Problem to solve – Copy the listing below word for word, from its first line through the line containing "M 441 240 L", and leave the pictures out.

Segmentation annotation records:
______________________________
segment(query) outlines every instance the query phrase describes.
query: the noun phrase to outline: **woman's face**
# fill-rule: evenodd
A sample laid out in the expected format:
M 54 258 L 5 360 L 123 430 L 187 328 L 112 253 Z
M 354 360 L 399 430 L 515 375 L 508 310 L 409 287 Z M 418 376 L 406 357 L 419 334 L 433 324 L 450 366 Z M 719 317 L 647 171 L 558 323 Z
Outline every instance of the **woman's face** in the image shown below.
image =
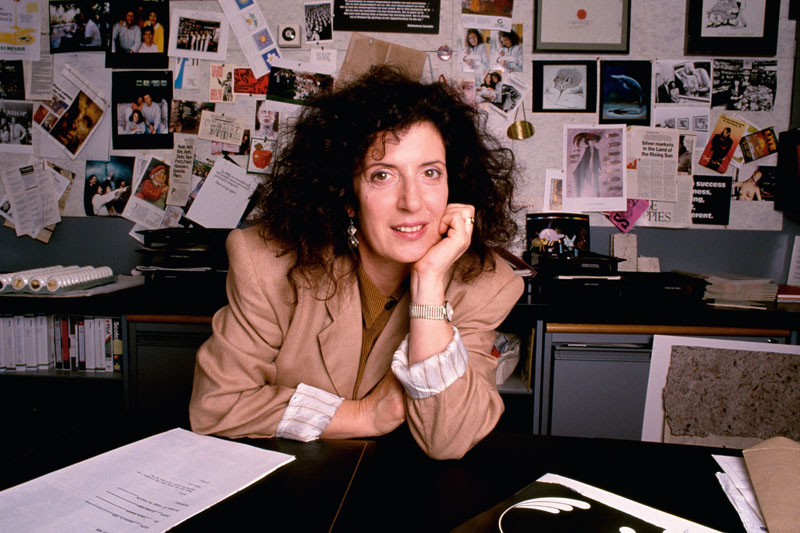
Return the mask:
M 441 240 L 439 223 L 447 207 L 445 148 L 429 122 L 411 126 L 399 139 L 367 151 L 363 172 L 354 178 L 359 203 L 358 250 L 365 268 L 408 267 Z

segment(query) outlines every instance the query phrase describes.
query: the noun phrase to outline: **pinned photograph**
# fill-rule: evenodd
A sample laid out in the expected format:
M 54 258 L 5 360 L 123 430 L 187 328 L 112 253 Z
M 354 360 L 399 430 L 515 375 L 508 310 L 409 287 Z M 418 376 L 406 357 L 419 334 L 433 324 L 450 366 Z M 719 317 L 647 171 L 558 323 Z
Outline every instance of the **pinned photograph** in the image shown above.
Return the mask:
M 87 161 L 83 208 L 87 216 L 122 216 L 133 187 L 134 157 Z
M 0 100 L 24 100 L 22 60 L 0 61 Z
M 489 69 L 491 30 L 466 28 L 461 45 L 461 71 L 486 72 Z
M 233 65 L 211 63 L 209 65 L 208 100 L 210 102 L 236 101 L 233 92 Z
M 104 51 L 110 15 L 111 2 L 51 1 L 50 53 Z
M 172 148 L 171 72 L 123 71 L 111 76 L 113 147 Z
M 169 42 L 169 4 L 140 0 L 114 5 L 108 68 L 166 68 Z
M 624 211 L 625 126 L 564 126 L 564 208 Z
M 256 102 L 256 129 L 253 137 L 275 139 L 278 137 L 280 111 L 268 100 Z
M 136 176 L 133 194 L 122 216 L 148 229 L 162 226 L 167 210 L 170 165 L 151 157 L 143 172 Z
M 759 165 L 749 173 L 743 169 L 737 169 L 737 181 L 733 184 L 733 198 L 751 201 L 775 200 L 777 170 L 777 167 L 768 165 Z M 741 181 L 738 181 L 739 179 Z
M 772 111 L 778 86 L 774 59 L 715 59 L 711 106 L 735 111 Z
M 311 63 L 277 60 L 269 72 L 267 99 L 303 105 L 303 101 L 333 87 L 333 76 L 327 72 L 307 70 Z
M 233 69 L 233 94 L 267 94 L 269 75 L 257 78 L 249 68 Z
M 170 23 L 170 56 L 225 60 L 229 27 L 223 13 L 173 9 Z
M 169 115 L 169 131 L 197 135 L 200 131 L 200 115 L 203 110 L 214 111 L 216 104 L 212 102 L 194 102 L 191 100 L 173 100 Z

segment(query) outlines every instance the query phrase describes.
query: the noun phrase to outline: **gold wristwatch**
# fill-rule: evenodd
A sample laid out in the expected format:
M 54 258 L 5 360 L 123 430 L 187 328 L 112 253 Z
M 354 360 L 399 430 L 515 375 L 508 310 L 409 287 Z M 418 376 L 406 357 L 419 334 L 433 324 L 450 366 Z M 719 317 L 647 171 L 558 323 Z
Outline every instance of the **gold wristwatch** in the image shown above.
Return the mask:
M 427 318 L 430 320 L 444 320 L 448 324 L 453 322 L 453 307 L 445 300 L 443 305 L 411 304 L 408 306 L 410 318 Z

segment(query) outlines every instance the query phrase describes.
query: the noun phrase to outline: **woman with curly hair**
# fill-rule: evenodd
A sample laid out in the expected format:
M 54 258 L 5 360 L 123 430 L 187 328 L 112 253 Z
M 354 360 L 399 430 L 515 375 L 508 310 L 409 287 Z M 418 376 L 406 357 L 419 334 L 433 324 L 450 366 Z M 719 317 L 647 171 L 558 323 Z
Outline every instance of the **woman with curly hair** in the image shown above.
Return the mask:
M 389 67 L 308 102 L 257 223 L 228 237 L 194 431 L 311 441 L 406 422 L 457 458 L 492 430 L 494 330 L 523 283 L 492 250 L 516 231 L 516 167 L 484 120 Z

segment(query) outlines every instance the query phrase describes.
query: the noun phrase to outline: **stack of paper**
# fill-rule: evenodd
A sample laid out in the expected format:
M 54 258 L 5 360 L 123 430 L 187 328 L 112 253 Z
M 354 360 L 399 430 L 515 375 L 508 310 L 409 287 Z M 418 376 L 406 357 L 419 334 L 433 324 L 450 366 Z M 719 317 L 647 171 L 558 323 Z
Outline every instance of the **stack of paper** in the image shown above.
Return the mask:
M 800 302 L 800 287 L 797 285 L 778 285 L 778 303 Z
M 703 299 L 713 300 L 717 305 L 758 307 L 759 304 L 763 306 L 764 302 L 774 302 L 778 295 L 778 284 L 769 278 L 736 274 L 682 273 L 704 279 L 708 284 Z

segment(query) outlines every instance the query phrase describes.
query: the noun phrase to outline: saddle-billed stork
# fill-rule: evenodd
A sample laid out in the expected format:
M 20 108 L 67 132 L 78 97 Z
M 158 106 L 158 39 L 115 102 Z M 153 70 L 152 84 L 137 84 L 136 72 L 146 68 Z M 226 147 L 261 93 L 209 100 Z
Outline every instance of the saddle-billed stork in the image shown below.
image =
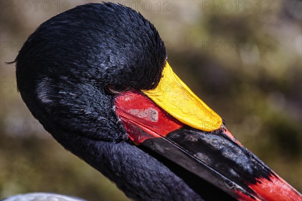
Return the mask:
M 89 4 L 41 24 L 15 59 L 33 115 L 143 200 L 301 200 L 173 72 L 139 13 Z

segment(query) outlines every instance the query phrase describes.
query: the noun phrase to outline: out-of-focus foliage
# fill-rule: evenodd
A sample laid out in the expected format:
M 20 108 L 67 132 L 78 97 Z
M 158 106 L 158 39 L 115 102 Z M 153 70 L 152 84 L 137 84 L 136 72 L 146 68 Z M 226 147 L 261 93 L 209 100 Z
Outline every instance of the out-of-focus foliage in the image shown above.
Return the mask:
M 0 198 L 49 191 L 128 199 L 44 131 L 17 91 L 14 67 L 5 62 L 43 22 L 88 2 L 1 2 Z M 114 2 L 155 24 L 177 74 L 242 144 L 301 191 L 302 2 Z

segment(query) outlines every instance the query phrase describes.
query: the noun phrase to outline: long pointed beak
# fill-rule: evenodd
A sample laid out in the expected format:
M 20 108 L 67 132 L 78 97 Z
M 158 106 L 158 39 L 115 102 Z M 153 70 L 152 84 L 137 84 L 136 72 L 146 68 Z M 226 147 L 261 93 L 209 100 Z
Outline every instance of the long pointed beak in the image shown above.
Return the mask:
M 116 97 L 135 144 L 178 164 L 239 200 L 301 200 L 301 194 L 230 133 L 167 62 L 158 87 Z

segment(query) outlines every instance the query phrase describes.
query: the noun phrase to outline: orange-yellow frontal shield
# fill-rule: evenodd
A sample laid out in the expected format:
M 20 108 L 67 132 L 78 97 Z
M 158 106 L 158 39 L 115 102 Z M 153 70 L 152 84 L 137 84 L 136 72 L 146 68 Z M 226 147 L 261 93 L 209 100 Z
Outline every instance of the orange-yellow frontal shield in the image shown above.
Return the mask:
M 174 73 L 168 62 L 157 87 L 143 92 L 170 115 L 192 128 L 211 131 L 222 124 L 219 115 Z

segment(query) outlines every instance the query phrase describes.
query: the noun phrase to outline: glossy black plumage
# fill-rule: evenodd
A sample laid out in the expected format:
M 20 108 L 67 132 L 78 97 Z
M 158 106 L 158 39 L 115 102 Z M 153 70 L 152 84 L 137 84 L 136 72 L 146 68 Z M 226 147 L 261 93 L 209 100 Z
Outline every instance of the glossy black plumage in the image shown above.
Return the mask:
M 17 84 L 45 129 L 129 197 L 232 200 L 127 140 L 105 85 L 152 88 L 166 56 L 157 31 L 139 14 L 111 3 L 88 4 L 50 19 L 30 36 L 16 59 Z

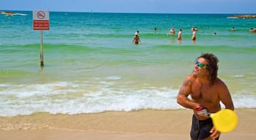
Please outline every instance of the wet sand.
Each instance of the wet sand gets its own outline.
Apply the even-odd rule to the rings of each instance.
[[[256,109],[236,109],[238,125],[221,139],[254,139]],[[7,139],[189,139],[191,110],[141,110],[95,114],[0,117],[0,136]]]

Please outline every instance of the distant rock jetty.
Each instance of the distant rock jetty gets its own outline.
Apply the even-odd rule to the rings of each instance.
[[[256,15],[238,15],[230,17],[231,18],[256,18]]]

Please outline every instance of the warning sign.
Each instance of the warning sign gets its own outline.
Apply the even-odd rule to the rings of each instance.
[[[33,11],[34,30],[49,30],[49,11]]]

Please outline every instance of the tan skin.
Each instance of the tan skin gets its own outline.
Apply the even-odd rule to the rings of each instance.
[[[205,58],[200,58],[197,61],[204,65],[208,64],[208,61]],[[192,73],[184,81],[177,96],[178,104],[193,109],[195,117],[199,120],[208,118],[196,113],[195,109],[199,105],[206,106],[210,113],[215,113],[221,109],[220,101],[225,106],[225,109],[234,109],[231,96],[226,85],[220,79],[217,78],[211,85],[208,74],[209,71],[206,69],[195,65]],[[192,99],[188,98],[189,95]],[[220,132],[214,128],[212,128],[210,133],[211,135],[206,140],[214,139],[220,136]]]

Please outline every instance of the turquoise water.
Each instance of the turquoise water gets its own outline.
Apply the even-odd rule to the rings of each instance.
[[[50,12],[41,68],[32,12],[16,12],[22,15],[0,15],[0,116],[180,109],[178,90],[202,52],[219,58],[235,106],[256,107],[256,34],[249,32],[256,19]],[[172,26],[183,29],[181,42],[167,35]],[[133,45],[137,30],[141,44]]]

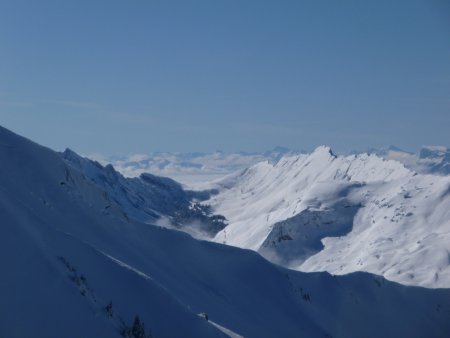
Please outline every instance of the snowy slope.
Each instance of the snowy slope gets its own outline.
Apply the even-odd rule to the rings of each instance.
[[[223,217],[212,215],[199,203],[212,191],[187,191],[170,178],[148,173],[126,178],[111,165],[103,167],[70,149],[62,153],[62,158],[102,190],[104,198],[120,205],[127,218],[157,222],[201,238],[210,238],[225,226]]]
[[[262,162],[218,183],[209,203],[229,225],[215,241],[302,271],[368,271],[450,287],[450,177],[376,155]]]
[[[399,161],[407,168],[418,173],[450,174],[450,149],[443,146],[422,147],[417,154],[412,154],[396,147],[374,150],[373,152],[383,158]]]
[[[2,337],[114,337],[136,315],[153,337],[450,331],[450,290],[289,271],[134,222],[59,154],[1,127],[0,163]]]
[[[262,153],[170,153],[154,152],[129,156],[88,156],[103,165],[112,164],[125,177],[138,177],[143,173],[171,177],[190,188],[201,188],[206,181],[223,178],[263,160],[277,161],[289,149],[275,147]]]

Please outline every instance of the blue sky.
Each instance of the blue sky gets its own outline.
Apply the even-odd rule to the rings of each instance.
[[[0,124],[57,150],[450,145],[450,3],[0,2]]]

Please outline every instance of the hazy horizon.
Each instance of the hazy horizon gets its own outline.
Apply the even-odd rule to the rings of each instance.
[[[0,124],[106,155],[450,145],[441,0],[14,1]]]

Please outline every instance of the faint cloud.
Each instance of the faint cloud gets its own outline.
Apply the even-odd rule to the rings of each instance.
[[[42,102],[84,109],[102,108],[102,106],[97,103],[74,100],[43,100]]]

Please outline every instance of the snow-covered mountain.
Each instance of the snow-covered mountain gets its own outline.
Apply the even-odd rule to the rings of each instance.
[[[72,155],[0,127],[2,337],[450,332],[448,289],[290,271],[252,251],[137,222],[68,162]]]
[[[206,203],[229,225],[216,242],[301,271],[450,287],[450,176],[319,147],[258,163],[217,188]]]
[[[450,150],[443,146],[422,147],[417,154],[392,146],[384,150],[374,150],[373,153],[389,160],[399,161],[418,173],[450,174]]]
[[[170,178],[148,173],[126,178],[112,165],[103,167],[70,149],[62,153],[62,158],[101,189],[106,199],[120,205],[127,218],[189,231],[201,238],[214,236],[226,225],[222,216],[213,215],[209,207],[199,203],[214,190],[184,190]]]
[[[261,161],[278,161],[293,151],[275,147],[262,153],[168,153],[134,154],[130,156],[92,155],[103,165],[112,164],[125,177],[138,177],[143,173],[167,176],[190,186],[201,188],[202,183],[222,178]]]

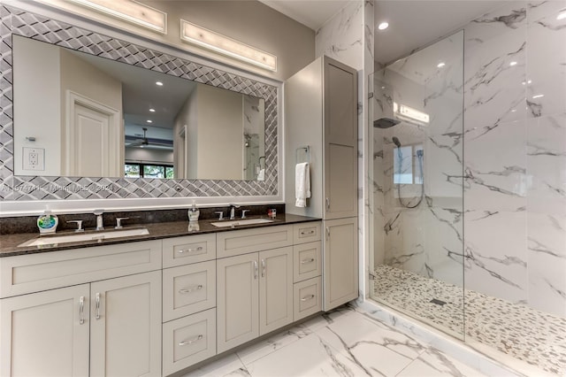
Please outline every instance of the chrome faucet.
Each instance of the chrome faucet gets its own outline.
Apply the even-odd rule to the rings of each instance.
[[[240,208],[238,204],[229,204],[230,205],[230,219],[236,219],[236,208]]]
[[[95,210],[93,213],[96,216],[96,230],[104,230],[104,221],[103,220],[103,213],[104,213],[104,210]]]

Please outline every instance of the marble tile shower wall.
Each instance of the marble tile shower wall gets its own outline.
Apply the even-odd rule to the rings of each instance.
[[[374,223],[376,229],[383,229],[374,237],[374,264],[459,286],[463,282],[463,42],[460,32],[376,73],[372,104],[374,119],[393,118],[394,102],[431,117],[429,124],[402,121],[391,128],[374,129]],[[440,57],[446,65],[442,68],[436,67]],[[394,137],[403,148],[424,150],[424,199],[414,209],[400,204],[393,183],[400,157]],[[415,150],[402,152],[402,170],[420,176]],[[404,204],[415,206],[421,185],[402,185],[401,195]]]
[[[566,316],[566,1],[465,27],[466,289]]]
[[[462,284],[462,213],[455,202],[434,193],[458,189],[449,183],[462,182],[463,143],[466,289],[566,316],[565,14],[563,0],[516,1],[464,27],[463,135],[462,113],[435,109],[441,96],[424,96],[432,101],[427,112],[441,115],[431,124],[442,125],[431,127],[424,144],[426,210],[395,204],[389,130],[376,130],[376,265]],[[403,59],[401,69],[435,45]],[[380,92],[378,85],[374,119],[386,116],[394,97],[403,95],[402,88]],[[450,84],[437,88],[444,96],[457,92]]]

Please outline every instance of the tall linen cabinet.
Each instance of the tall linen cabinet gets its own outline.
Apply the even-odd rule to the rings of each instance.
[[[285,82],[286,212],[323,219],[323,309],[358,296],[356,71],[320,57]],[[311,197],[295,206],[295,165]]]

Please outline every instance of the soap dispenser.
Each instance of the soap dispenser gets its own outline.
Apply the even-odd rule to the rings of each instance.
[[[57,231],[59,219],[56,215],[52,215],[50,211],[45,211],[42,215],[37,218],[37,227],[40,235],[52,235]]]
[[[198,221],[198,217],[200,216],[200,214],[201,214],[201,212],[198,210],[198,208],[196,208],[196,204],[193,200],[193,205],[188,210],[188,221],[189,222]]]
______________________________
Written solution –
segment(query) outlines every instance the query phrase describes.
query: the noun phrase to outline: **woman's face**
# fill-rule: evenodd
A sample laid out in the expected format:
M 54 258 L 5 360 L 123 430 L 187 328 L 112 253 Z
M 354 360 L 399 430 L 515 375 L 508 310 L 409 287 Z M 418 376 L 406 357 L 419 334 L 433 324 L 450 366 Z M 719 317 L 647 171 L 558 323 Z
Outline every instance of the **woman's face** in the image shown below.
image =
Return the mask:
M 441 240 L 439 223 L 447 207 L 445 148 L 429 122 L 411 126 L 399 139 L 367 151 L 363 172 L 354 178 L 359 203 L 358 250 L 365 268 L 408 267 Z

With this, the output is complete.